*What is required*
Count the lines in the material below that contain the word "baseball", and give only that number.

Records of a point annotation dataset
----------

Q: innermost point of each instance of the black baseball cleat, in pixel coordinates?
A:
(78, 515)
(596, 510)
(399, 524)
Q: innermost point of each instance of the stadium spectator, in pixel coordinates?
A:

----------

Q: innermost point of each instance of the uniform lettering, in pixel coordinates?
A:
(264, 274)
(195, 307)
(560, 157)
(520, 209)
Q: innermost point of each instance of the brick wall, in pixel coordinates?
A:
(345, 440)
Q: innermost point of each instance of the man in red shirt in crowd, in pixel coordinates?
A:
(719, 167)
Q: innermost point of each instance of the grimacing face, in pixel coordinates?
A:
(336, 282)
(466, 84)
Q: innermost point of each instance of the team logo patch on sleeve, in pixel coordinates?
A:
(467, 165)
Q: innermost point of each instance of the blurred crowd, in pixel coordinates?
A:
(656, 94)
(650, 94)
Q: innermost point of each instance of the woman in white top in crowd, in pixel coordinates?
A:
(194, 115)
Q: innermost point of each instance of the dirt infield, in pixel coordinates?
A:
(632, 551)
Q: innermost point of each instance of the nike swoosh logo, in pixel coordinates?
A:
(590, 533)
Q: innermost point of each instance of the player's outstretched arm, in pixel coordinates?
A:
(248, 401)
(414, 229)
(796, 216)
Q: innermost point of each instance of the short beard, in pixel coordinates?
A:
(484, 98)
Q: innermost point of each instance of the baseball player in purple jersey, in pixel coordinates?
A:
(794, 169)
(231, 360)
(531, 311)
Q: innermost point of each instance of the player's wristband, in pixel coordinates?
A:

----------

*Expected output*
2